Request A: Retype the stretch of the ISBG pull request discussion from "It then needs" through "advantage of docopt.".
Request B: Edit the stretch of the location labeling rows from the first line through the line containing "(1032, 699)": change "wire mesh fence" to "chain-link fence" and keep everything else the same. Give only that stretch, without the picture.

Selected excerpt:
= = = = = = =
Skip to content
This repository has been archived by the owner on Nov 19, 2019. It is now read-only.

[WIP] Modernise ISBG #63

Merged
merged 23 commits into from Jan 23, 2017
Merged

[WIP] Modernise ISBG #63

merged 23 commits into from Jan 23, 2017

Conversation

duk3luk3
Copy link
Contributor

@duk3luk3 duk3luk3 commented Dec 28, 2016

Following up from #61, this is my first stab at modernising ISBG. It's very rough and probably buggy, I have only gotten it to a state where it doesn't syntax error when running. It is intended to have identical behaviour to current ISBG version plus my #61. This needs to be ensured by doing a lot of testing.

It then needs to be cleaned up.

TODO:

  • Turn ISBG into a class
  • [ ] Use argparse instead of docopt
  • Turn print output into programmatically usable return values / attributes
  • Use logging module for debug output
  • Fix up setup.py
  • Tune up sa-unwrap.py (Turn into proper module / add to setup.py / add docs) or remove it

Rationale for changes:

  • argparse is part of stdlib, so we could get rid of the docopt dependency. I've also found it perfectly usable in the past and don't see the advantage of docopt.
  • ISBG should be usable as a library, that include return information
  • logging module gives us flexible options for debugging / logging output

Feedback very welcome!

Works analogously to `--learnthendestroy`
Due to introduction of --learnunflagged number of messages in learning
boxes determined from return of mailbox select command is no longer
accurate. So this was changed to be determined from the result of the
IMAP SEARCH command.
Logging is good, but whole mail bodies are frequently unwanted.

This commit introduces a new --verbose-mails argument and changes the
behaviour of `assertok` to only print the first 100 chars of any imap
results if not set.
@baldurmen
Copy link
Contributor

baldurmen commented Dec 29, 2016

Hi! I'll take a look at this soon.

In the meanwhile, please don't work on changing docopt to argparse. I actually did the argparse to doctopt conversion a while ago.

I really like docopt. It's very clean (around 500 lines of code) and works really well. My main argument for using it is that it manages cli interface, help menus and tons of stuff for you automatically. All these things have to be done manually with argparse and it's a hassle I prefer not to deal with.
= = = = = = =
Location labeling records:

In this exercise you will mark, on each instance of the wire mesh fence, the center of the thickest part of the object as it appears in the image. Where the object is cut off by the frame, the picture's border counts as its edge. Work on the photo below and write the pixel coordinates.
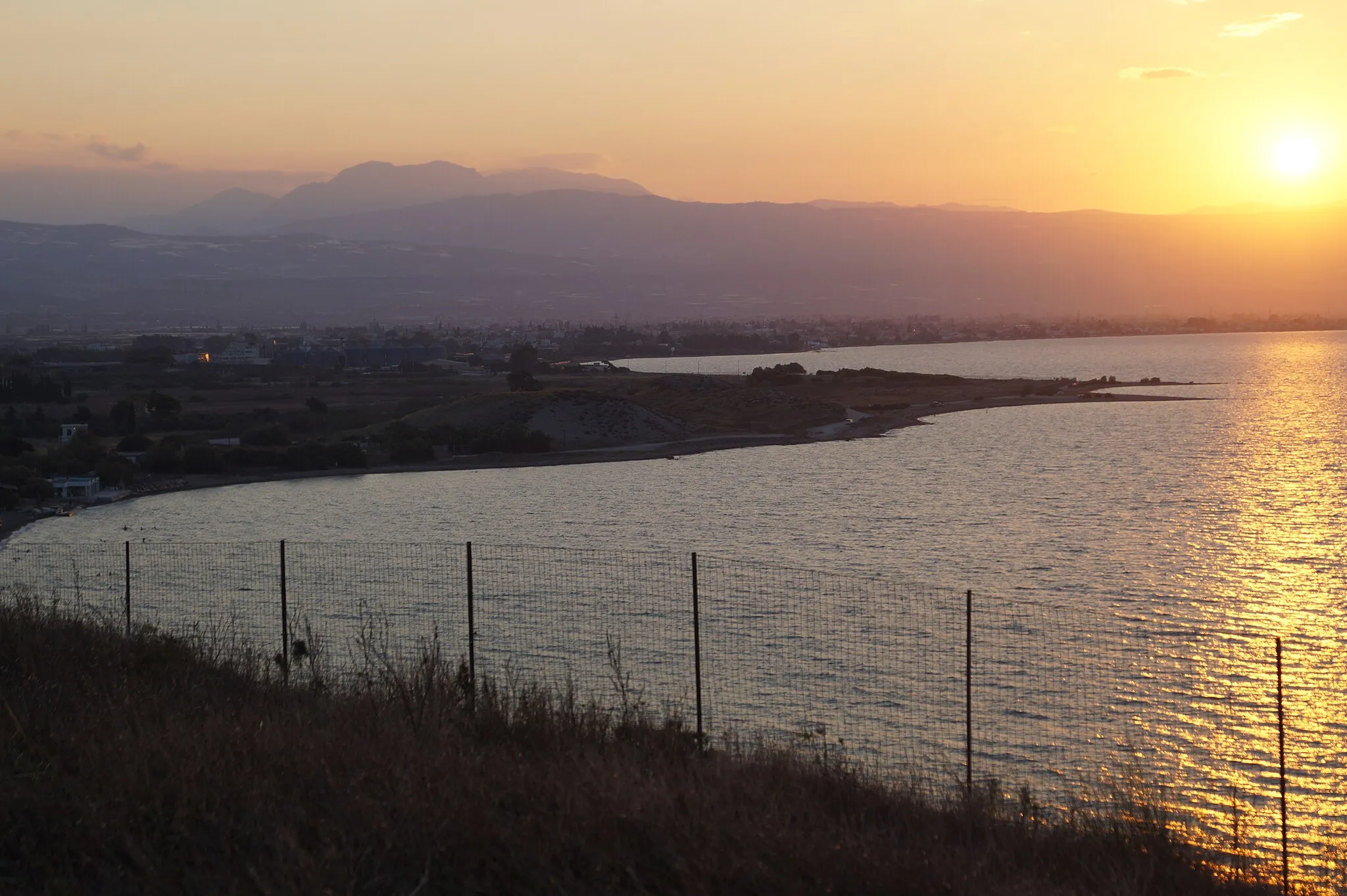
(1032, 699)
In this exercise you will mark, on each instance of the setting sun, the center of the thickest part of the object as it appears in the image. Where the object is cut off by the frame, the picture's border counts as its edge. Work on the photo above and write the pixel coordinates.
(1296, 156)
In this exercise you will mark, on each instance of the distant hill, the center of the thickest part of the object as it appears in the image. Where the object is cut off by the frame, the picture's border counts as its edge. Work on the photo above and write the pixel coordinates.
(371, 186)
(112, 195)
(586, 256)
(1089, 262)
(947, 206)
(235, 210)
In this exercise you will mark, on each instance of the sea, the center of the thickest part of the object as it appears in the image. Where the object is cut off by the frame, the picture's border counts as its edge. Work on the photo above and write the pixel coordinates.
(1175, 541)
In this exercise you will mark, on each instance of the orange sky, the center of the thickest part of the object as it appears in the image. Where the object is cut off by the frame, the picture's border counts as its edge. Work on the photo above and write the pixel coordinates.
(1041, 104)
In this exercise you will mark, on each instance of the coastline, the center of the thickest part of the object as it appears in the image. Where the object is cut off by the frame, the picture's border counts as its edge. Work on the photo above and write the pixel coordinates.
(868, 427)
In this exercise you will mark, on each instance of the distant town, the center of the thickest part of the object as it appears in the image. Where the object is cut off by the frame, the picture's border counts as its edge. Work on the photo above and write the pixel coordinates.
(484, 348)
(93, 417)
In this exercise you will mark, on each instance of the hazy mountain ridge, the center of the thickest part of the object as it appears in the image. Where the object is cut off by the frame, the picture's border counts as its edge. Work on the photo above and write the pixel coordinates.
(1081, 260)
(371, 186)
(577, 253)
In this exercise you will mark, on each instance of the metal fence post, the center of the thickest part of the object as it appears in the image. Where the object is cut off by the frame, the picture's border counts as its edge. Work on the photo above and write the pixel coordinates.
(472, 635)
(1281, 759)
(285, 617)
(967, 692)
(697, 653)
(128, 588)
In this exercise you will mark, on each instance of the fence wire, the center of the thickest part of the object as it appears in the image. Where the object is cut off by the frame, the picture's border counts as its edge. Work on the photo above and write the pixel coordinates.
(1065, 705)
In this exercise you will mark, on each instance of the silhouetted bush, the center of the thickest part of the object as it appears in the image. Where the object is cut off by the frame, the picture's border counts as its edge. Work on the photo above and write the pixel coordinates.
(201, 459)
(271, 436)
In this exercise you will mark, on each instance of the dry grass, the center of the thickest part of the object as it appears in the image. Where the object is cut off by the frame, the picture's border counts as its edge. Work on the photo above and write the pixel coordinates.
(142, 766)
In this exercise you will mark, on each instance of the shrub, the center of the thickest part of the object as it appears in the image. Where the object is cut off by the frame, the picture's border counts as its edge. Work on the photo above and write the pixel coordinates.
(272, 435)
(410, 451)
(203, 459)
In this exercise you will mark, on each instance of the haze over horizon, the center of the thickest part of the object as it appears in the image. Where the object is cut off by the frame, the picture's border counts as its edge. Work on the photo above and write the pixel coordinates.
(1158, 106)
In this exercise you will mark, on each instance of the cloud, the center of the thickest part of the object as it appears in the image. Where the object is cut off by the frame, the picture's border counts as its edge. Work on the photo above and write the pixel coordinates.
(115, 153)
(1168, 73)
(565, 160)
(1258, 24)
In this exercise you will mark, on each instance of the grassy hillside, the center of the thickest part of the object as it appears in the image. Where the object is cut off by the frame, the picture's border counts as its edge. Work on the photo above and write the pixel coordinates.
(149, 765)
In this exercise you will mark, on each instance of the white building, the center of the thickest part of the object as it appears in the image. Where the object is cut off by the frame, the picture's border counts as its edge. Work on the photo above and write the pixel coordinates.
(70, 431)
(240, 353)
(86, 487)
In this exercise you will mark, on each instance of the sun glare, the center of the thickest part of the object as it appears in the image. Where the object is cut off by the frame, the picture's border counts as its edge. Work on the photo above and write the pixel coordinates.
(1296, 156)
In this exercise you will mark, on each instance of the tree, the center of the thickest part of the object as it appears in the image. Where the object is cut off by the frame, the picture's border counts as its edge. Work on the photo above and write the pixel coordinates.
(524, 358)
(523, 381)
(160, 404)
(123, 416)
(203, 459)
(135, 442)
(37, 488)
(12, 446)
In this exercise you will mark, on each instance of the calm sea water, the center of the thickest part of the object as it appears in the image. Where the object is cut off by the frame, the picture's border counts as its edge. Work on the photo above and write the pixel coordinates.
(1188, 532)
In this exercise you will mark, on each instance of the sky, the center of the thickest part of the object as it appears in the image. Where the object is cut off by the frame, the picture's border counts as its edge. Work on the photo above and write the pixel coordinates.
(1132, 105)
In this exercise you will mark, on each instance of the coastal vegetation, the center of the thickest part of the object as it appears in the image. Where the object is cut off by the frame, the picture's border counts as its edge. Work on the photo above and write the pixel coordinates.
(149, 428)
(157, 765)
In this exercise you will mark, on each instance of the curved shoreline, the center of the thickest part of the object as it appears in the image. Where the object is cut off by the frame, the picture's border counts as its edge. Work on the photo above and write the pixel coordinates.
(866, 427)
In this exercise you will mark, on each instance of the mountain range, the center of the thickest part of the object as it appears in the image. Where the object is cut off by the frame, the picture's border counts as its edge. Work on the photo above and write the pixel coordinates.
(381, 240)
(372, 186)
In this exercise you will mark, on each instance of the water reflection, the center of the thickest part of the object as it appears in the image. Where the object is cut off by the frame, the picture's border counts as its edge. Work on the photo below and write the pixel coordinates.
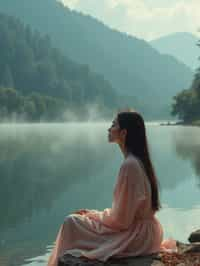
= = = = = = =
Task result A:
It then needs to be cleaned up.

TODO:

  • Turn ISBG into a class
  • [ ] Use argparse instead of docopt
  • Turn print output into programmatically usable return values / attributes
  • Use logging module for debug output
  • Fix up setup.py
  • Tune up sa-unwrap.py (Turn into proper module / add to setup.py / add docs) or remove it

Rationale for changes:

  • argparse is part of stdlib, so we could get rid of the docopt dependency. I've also found it perfectly usable in the past and don't see the advantage of docopt.

Task result B:
In this exercise you will mark, on each instance of the chain-link fence, the center of the thickest part of the object as it appears in the image. Where the object is cut off by the frame, the picture's border counts as its edge. Work on the photo below and write the pixel coordinates.
(1032, 699)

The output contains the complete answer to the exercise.